### EXERCISE
Output the material beneath exactly, leaving nothing out.

______

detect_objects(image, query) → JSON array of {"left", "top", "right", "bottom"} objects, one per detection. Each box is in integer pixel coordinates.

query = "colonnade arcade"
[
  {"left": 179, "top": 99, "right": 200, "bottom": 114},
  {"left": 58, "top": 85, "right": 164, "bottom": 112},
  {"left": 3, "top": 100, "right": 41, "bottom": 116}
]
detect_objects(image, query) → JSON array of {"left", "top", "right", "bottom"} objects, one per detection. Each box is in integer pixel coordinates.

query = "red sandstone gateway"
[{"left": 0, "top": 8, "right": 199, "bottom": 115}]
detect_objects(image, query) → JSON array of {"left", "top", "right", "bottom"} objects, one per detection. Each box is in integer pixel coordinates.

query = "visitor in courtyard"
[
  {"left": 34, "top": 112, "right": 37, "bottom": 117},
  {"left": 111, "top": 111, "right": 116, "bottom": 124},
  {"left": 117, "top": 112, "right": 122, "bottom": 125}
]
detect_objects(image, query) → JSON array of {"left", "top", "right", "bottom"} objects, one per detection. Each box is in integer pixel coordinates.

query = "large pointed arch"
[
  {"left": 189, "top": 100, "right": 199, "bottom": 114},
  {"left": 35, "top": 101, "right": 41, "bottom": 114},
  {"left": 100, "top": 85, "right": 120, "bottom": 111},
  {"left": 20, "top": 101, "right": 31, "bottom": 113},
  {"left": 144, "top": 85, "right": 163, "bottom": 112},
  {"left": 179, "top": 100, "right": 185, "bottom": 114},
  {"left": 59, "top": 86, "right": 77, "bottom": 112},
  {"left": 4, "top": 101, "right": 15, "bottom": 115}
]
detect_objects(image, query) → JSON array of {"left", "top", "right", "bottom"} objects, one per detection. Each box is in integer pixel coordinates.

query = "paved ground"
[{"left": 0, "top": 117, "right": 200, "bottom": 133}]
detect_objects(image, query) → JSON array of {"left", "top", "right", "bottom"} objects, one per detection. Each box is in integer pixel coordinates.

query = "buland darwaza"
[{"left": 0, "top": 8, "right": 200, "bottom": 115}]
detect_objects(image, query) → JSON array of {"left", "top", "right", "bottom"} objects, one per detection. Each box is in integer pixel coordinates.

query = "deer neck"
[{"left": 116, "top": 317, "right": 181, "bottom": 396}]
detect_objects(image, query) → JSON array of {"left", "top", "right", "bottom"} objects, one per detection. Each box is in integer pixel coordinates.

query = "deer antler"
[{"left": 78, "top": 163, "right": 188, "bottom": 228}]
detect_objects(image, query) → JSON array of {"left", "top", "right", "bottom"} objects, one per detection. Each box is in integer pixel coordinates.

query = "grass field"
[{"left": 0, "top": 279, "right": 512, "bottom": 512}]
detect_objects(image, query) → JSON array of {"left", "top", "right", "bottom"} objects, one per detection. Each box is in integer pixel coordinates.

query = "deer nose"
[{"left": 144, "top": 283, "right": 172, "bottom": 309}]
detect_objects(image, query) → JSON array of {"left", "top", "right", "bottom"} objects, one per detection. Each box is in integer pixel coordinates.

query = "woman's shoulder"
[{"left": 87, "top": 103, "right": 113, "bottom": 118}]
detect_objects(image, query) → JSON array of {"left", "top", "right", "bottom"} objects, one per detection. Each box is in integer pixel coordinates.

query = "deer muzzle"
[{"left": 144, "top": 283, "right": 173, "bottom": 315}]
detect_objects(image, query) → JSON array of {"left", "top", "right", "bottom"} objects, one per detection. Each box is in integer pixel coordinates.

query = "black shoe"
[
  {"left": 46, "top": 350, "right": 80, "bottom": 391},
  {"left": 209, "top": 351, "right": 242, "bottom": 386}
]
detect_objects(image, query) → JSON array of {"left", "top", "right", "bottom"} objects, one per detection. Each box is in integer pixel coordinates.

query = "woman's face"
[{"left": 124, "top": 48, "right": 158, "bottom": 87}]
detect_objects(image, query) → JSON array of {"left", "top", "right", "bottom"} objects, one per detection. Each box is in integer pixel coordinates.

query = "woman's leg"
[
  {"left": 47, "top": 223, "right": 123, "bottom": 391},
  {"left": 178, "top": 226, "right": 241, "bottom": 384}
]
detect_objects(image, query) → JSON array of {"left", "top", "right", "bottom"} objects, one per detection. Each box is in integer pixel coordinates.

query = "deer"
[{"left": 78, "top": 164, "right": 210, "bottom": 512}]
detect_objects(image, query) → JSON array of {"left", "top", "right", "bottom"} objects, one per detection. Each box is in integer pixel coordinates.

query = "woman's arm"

______

### SOLUTION FOR THIS PROBLEM
detect_objects(image, query) → JSON array of {"left", "top", "right", "bottom"} objects, one per detection. Each box is in integer pixel coordinates.

query = "colonnade arcade"
[
  {"left": 179, "top": 99, "right": 200, "bottom": 114},
  {"left": 58, "top": 85, "right": 164, "bottom": 112},
  {"left": 3, "top": 100, "right": 41, "bottom": 116}
]
detect_objects(image, query) → JSON array of {"left", "top", "right", "bottom"} objects, one per detection. Each box is in integer pixel coordinates.

query = "red sandstone gateway"
[{"left": 0, "top": 8, "right": 199, "bottom": 115}]
detect_objects(image, query) → JSON array of {"left", "top", "right", "bottom"} objects, one per detection. Each box is in integer pixel coordinates.

query = "visitor in courtyard"
[
  {"left": 34, "top": 112, "right": 37, "bottom": 117},
  {"left": 111, "top": 111, "right": 116, "bottom": 124},
  {"left": 117, "top": 112, "right": 122, "bottom": 125}
]
detect_objects(image, query) → JSON array of {"left", "top", "right", "bottom"} objects, one per detection. Each box is in integer pixel coordinates.

query = "large pointed arch"
[
  {"left": 189, "top": 100, "right": 199, "bottom": 114},
  {"left": 35, "top": 101, "right": 41, "bottom": 114},
  {"left": 100, "top": 85, "right": 120, "bottom": 111},
  {"left": 20, "top": 101, "right": 31, "bottom": 113},
  {"left": 144, "top": 85, "right": 163, "bottom": 112},
  {"left": 179, "top": 100, "right": 185, "bottom": 114},
  {"left": 59, "top": 86, "right": 77, "bottom": 112},
  {"left": 4, "top": 101, "right": 15, "bottom": 115}
]
detect_objects(image, query) → JSON array of {"left", "top", "right", "bottom"} objects, one per detection. Each box is in integer pixel coordinates.

query = "paved ground"
[{"left": 0, "top": 117, "right": 200, "bottom": 133}]
detect_objects(image, query) → JSON array of {"left", "top", "right", "bottom"} objects, one per detection. Each box is in integer pixel coordinates.

query = "buland darwaza"
[{"left": 0, "top": 8, "right": 200, "bottom": 115}]
detect_objects(image, query) → JSON array of {"left", "top", "right", "bottom"} objects, one per detection. Each box is in integer pixel coordinates.

query = "deer neck"
[{"left": 116, "top": 317, "right": 181, "bottom": 396}]
detect_objects(image, query) → JSON array of {"left", "top", "right", "bottom"} objects, one per detection. Each box is in integer pixel coordinates.

query = "deer antler"
[{"left": 78, "top": 163, "right": 188, "bottom": 228}]
detect_objects(image, query) → JSON array of {"left", "top", "right", "bottom"} objects, one per detection. Each box is in integer pixel coordinates.

query = "grass field"
[{"left": 0, "top": 279, "right": 512, "bottom": 512}]
detect_objects(image, query) → JSON array of {"left", "top", "right", "bottom"} objects, one per detection. Each box is in integer pixel coordinates.

query = "deer nose"
[{"left": 144, "top": 283, "right": 172, "bottom": 309}]
detect_objects(image, query) → JSON array of {"left", "top", "right", "bottom"} objects, one per detection. Each box is in integer pixel coordinates.

query = "woman's shoulder"
[{"left": 87, "top": 103, "right": 113, "bottom": 118}]
detect_objects(image, query) → JSON array of {"left", "top", "right", "bottom"} objects, one per detection. Each box is in integer pixel coordinates.

query = "deer muzzle"
[{"left": 144, "top": 283, "right": 173, "bottom": 315}]
detect_objects(image, query) → JSON array of {"left", "top", "right", "bottom"} objects, one per detection. Each box is in integer pixel coordinates.

query = "black shoe"
[
  {"left": 46, "top": 350, "right": 80, "bottom": 391},
  {"left": 209, "top": 351, "right": 242, "bottom": 386}
]
detect_objects(image, query) → JSON array of {"left", "top", "right", "bottom"} objects, one per detection. Each box is in integer pixel coordinates.

query = "woman's face"
[{"left": 124, "top": 48, "right": 158, "bottom": 87}]
detect_objects(image, query) → JSON array of {"left", "top", "right", "bottom"} objects, one per detection. Each box is in integer pixel coordinates.

query = "woman's leg"
[
  {"left": 47, "top": 223, "right": 123, "bottom": 391},
  {"left": 178, "top": 226, "right": 241, "bottom": 384}
]
detect_objects(image, query) → JSON array of {"left", "top", "right", "bottom"} objects, one per detection. Each box is in integer pixel coordinates.

query = "deer"
[{"left": 78, "top": 164, "right": 210, "bottom": 512}]
detect_objects(image, query) → JSON array of {"left", "top", "right", "bottom"} objects, one per detection. Each box is in integer pixel coordinates.

query = "woman's arm"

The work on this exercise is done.